* PROBLEMA CURTO A
Transcreva sem alterações a parte do trecho sobre o caso Maria da Penha que começa com as palavras que contêm "Leitura dos depoimentos" e termina com "de um olhar.".
* PROBLEMA CURTO B
Segundo o trecho sobre o caso Maria da Penha, havia quantos anos ela era casada com Viveros?
* PROBLEMA CURTO C
De acordo com o trecho sobre o caso Maria da Penha, diga se cada afirmação abaixo está de acordo com ele, respondendo sim ou não e citando literalmente as palavras que decidem a resposta.
(i) Viveros foi atingido por um tiro no ombro.
(ii) Maria da Penha pediu socorro à mãe.
(iii) Os supostos assaltantes roubaram as joias que estavam no quarto do casal.

* TRECHO DO TEXTO
------------------------------------------------

Leitura dos depoimentos
No Comprova, a investigação foi feita por jornalistas do Estadão, Jornal Plural e Grupo Sinos. A decisão tomada pela equipe foi de que o inquérito, os depoimentos, os relatórios de perícia e os julgamentos seriam lidos por todos, para que as versões pudessem ser analisadas cuidadosamente, por mais de um olhar.
A investigação seguiu ouvindo os depoimentos de Viveros, de Maria da Penha, e também contou com os exames periciais feitos no casal. Os exames mostraram consequências severas para ela, mas ferimentos leves para ele, que tinha sido atingido por um tiro no ombro. Maria da Penha prestou mais de um depoimento à polícia, em que disse que não tinha percebido de imediato que havia sido baleada, mesmo após ouvir o barulho do disparo. Contou que pediu socorro à empregada, Rita. Ela relatou que era casada com Viveros havia cinco anos, mas que, por conta do tratamento grosseiro dele com ela e todas as pessoas da casa, havia decidido se separar dele. Ela também tinha descoberto que ele tinha uma amante no mesmo dia em que decidiu sair de casa e ir morar com a mãe.
Por fim, Maria da Penha contou que soube apenas por uma das empregadas da casa, um mês após o crime, que o marido tinha uma espingarda — mesmo tipo de arma usada para atingi-la pelas costas — e que estranhou que os supostos assaltantes não tivessem roubado dinheiro e joias que estavam no quarto do casal, já que ela, baleada, não oferecia nenhum obstáculo ao roubo.
Outra decisão tomada pela reportagem foi ler os depoimentos das testemunhas, para entender se algo havia ficado de fora. Para isso, o Comprova montou uma espécie de enciclopédia do caso, apontando quem eram os “personagens” importantes na história: isso inclui o casal, a polícia, os órgão de justiça, as testemunhas de acusação e de defesa e outras pessoas citadas nos autos — ouvidas ou não no processo.

------------------------------------------------

* ITENS DE DADOS
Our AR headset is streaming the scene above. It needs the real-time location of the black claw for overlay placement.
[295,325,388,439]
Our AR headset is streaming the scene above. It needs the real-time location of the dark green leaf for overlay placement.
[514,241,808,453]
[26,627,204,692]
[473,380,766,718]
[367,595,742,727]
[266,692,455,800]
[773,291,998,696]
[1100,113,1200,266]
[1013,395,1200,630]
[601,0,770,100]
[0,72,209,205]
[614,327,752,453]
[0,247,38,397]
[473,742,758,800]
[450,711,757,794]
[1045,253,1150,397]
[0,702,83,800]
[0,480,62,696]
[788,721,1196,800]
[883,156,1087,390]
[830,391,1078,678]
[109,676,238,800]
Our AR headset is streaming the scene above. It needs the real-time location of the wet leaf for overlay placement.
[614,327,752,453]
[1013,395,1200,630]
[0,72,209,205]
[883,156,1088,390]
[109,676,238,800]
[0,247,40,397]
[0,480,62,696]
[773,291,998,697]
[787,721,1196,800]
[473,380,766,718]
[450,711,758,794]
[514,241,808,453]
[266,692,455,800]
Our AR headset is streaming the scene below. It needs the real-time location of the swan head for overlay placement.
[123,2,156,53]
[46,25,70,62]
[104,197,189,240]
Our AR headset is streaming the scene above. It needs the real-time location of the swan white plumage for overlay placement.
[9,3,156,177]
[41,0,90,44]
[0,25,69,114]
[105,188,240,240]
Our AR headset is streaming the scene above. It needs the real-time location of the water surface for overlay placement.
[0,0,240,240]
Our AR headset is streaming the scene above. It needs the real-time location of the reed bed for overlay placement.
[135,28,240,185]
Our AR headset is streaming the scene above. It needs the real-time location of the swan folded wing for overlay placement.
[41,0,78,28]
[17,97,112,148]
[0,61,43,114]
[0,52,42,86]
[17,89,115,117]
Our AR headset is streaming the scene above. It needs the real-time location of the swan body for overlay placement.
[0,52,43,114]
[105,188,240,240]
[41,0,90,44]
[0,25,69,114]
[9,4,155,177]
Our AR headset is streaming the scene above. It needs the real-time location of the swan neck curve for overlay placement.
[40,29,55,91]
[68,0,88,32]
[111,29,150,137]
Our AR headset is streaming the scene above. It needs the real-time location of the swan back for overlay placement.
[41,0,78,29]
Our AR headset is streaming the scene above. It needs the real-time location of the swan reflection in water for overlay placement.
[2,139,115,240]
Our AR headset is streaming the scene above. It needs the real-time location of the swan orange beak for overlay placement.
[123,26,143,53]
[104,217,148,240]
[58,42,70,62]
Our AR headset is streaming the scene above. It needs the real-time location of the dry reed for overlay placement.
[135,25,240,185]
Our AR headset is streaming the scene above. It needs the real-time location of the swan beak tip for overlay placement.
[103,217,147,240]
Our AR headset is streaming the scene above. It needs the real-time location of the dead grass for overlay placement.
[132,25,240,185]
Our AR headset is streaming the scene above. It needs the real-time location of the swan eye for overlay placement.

------------------------------------------------

* RESPOSTA DA TAREFA A
Leitura dos depoimentos
No Comprova, a investigação foi feita por jornalistas do Estadão, Jornal Plural e Grupo Sinos. A decisão tomada pela equipe foi de que o inquérito, os depoimentos, os relatórios de perícia e os julgamentos seriam lidos por todos, para que as versões pudessem ser analisadas cuidadosamente, por mais de um olhar.

* RESPOSTA DA TAREFA B
Cinco anos.

* RESPOSTA DA TAREFA C
(i) Sim: "ferimentos leves para ele, que tinha sido atingido por um tiro no ombro".
(ii) Não: "Contou que pediu socorro à empregada, Rita."
(iii) Não: "estranhou que os supostos assaltantes não tivessem roubado dinheiro e joias que estavam no quarto do casal".